▸ TEXT:
• • • •

Physical and Psychological Symptoms of Alcoholism


Kerry Canning, MBChB
Page Clinically Reviewed on
Kerry Canning is a Medical Editor at Castle Craig and is responsible for developing and medically reviewing content. More

While the term “alcoholism” has been widely used in the past, it is now considered outdated. The correct term is “alcohol use disorder” (AUD), which more accurately encompasses the complexities of this condition. This page will outline the various signs and symptoms of AUD to help you recognise these in yourself or your loved ones.

AUD manifests in numerous subtle ways, impacting both the body and brain. Beyond any obvious physical symptoms, such as changes in appearance and health complications, and psychological symptoms like mood swings and cognitive impairments, there are less apparent effects on the body and brain. Recognising these subtle signs is key to addressing the problem early on. Early intervention can significantly improve the chances of successful treatment and recovery.

• • • •

▸ INPUT DATA:
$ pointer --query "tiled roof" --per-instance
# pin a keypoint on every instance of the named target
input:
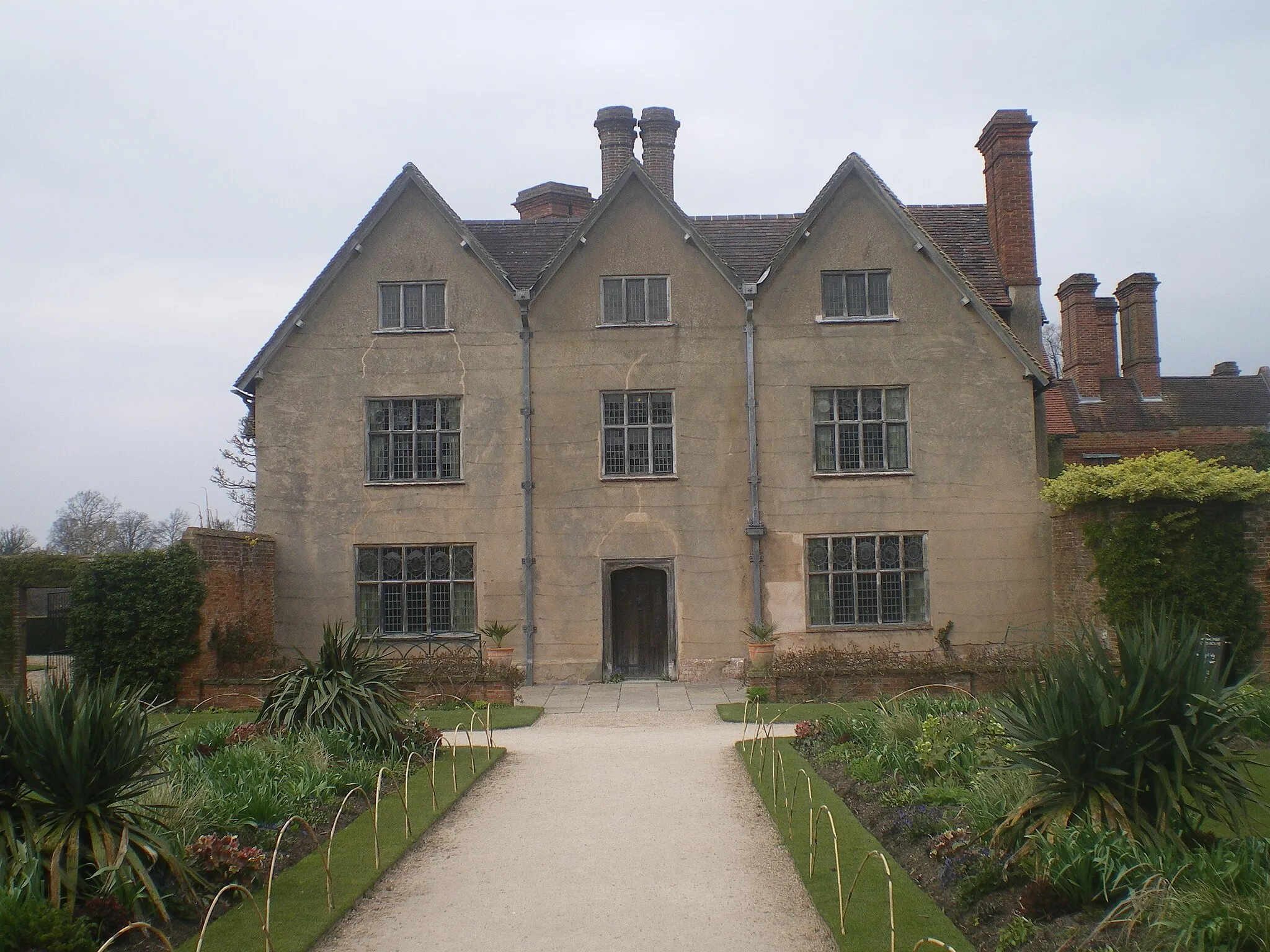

• • • •

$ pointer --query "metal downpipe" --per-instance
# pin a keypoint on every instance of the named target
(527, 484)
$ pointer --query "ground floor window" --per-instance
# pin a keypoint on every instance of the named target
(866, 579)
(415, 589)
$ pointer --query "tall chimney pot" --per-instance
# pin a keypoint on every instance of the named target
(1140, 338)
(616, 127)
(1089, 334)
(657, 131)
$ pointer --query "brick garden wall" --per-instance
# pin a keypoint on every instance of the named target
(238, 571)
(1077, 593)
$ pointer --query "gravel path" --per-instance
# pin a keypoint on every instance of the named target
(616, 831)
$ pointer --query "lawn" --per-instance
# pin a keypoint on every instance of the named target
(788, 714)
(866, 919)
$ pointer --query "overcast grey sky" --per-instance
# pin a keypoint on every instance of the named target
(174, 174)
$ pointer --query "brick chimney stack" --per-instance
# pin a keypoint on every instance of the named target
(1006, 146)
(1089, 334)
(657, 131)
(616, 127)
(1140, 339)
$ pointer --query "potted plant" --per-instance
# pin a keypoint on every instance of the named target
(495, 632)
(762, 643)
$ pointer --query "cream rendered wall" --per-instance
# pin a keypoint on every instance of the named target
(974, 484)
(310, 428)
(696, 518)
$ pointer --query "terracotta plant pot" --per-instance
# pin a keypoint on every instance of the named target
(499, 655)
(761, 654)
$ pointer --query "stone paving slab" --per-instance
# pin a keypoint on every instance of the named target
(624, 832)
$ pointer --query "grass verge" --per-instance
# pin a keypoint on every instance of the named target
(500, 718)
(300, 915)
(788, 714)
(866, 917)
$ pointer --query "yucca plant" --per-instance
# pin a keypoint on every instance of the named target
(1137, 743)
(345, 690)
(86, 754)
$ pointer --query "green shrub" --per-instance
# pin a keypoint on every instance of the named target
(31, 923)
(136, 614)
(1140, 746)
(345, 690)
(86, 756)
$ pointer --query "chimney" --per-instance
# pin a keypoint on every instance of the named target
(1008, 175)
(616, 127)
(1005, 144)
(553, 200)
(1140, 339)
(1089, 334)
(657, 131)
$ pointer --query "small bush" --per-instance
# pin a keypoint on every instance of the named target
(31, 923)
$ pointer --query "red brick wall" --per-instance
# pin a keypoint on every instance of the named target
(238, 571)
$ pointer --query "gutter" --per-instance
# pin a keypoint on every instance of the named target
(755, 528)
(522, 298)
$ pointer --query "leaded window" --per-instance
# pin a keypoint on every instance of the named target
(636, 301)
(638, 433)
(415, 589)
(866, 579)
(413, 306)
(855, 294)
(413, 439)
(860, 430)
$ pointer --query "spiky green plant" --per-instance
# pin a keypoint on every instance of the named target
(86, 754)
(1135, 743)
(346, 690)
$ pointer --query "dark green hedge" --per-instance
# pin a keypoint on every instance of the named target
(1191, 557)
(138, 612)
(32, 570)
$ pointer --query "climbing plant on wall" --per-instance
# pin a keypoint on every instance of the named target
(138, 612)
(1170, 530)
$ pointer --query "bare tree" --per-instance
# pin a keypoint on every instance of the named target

• • • •

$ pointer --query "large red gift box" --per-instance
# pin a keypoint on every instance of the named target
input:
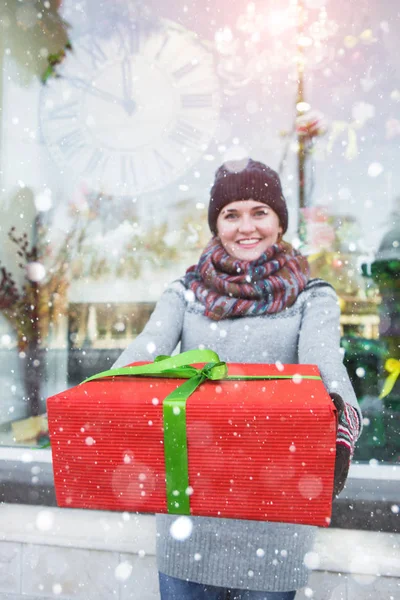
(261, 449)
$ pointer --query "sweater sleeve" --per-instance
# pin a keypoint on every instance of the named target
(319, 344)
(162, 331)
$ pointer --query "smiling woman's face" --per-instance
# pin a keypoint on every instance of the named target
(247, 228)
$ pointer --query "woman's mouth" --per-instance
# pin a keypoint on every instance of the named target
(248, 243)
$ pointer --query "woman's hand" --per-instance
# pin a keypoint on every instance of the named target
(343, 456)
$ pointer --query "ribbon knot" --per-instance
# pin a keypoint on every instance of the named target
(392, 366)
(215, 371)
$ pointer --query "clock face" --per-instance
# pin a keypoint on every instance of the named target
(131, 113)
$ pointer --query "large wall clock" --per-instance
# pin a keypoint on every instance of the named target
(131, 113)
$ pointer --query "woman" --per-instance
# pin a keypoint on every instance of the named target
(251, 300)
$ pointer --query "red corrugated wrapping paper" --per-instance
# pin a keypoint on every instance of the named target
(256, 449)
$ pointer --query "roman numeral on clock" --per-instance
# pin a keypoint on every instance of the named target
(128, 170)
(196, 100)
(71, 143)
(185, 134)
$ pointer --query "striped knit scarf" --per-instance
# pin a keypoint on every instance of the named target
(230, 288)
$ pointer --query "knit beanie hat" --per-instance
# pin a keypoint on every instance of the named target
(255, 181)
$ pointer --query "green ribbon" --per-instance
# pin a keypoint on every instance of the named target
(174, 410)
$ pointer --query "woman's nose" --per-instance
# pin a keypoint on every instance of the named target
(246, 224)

• • • •

▸ WHAT THE TASK ASKS:
Could you quote the alcohol use disorder text above word for word, beginning at "While the term" and stopping after "treatment and recovery."?

▸ RESULT OF THE TASK:
While the term “alcoholism” has been widely used in the past, it is now considered outdated. The correct term is “alcohol use disorder” (AUD), which more accurately encompasses the complexities of this condition. This page will outline the various signs and symptoms of AUD to help you recognise these in yourself or your loved ones.

AUD manifests in numerous subtle ways, impacting both the body and brain. Beyond any obvious physical symptoms, such as changes in appearance and health complications, and psychological symptoms like mood swings and cognitive impairments, there are less apparent effects on the body and brain. Recognising these subtle signs is key to addressing the problem early on. Early intervention can significantly improve the chances of successful treatment and recovery.